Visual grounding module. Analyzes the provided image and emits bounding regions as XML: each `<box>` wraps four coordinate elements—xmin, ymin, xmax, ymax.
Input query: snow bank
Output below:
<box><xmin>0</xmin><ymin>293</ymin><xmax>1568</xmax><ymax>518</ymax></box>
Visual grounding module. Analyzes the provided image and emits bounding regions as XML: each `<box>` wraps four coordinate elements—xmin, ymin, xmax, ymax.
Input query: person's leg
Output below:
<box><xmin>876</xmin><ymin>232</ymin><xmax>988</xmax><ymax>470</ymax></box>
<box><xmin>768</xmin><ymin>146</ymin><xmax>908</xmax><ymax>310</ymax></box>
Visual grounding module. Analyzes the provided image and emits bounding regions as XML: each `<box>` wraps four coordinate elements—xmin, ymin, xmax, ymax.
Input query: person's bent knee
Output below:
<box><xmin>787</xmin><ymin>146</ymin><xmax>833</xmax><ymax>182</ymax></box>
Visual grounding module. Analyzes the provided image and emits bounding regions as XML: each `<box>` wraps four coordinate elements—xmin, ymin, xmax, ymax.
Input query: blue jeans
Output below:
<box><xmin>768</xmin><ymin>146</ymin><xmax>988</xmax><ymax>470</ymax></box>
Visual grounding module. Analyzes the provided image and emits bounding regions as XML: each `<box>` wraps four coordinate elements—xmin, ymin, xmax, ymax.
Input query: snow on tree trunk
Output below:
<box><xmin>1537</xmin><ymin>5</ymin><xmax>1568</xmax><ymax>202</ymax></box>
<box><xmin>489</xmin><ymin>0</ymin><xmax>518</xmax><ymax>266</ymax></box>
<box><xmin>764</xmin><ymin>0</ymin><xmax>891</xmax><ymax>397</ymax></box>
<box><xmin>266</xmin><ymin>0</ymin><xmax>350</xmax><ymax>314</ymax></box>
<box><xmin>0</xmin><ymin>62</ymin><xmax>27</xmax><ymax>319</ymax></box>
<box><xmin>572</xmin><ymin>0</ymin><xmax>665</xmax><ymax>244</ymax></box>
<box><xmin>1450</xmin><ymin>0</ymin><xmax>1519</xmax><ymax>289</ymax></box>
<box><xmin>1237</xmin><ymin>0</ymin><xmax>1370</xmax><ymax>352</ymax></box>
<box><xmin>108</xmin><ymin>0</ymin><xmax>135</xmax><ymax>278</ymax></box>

· · ·

Goal: Pick out each line of the data above that contains the string "Input" and copy those lines. Case counts.

Result of the exercise:
Input query: snow bank
Input query: person's leg
Input query: person's bent knee
Input query: blue jeans
Input query: snow on tree trunk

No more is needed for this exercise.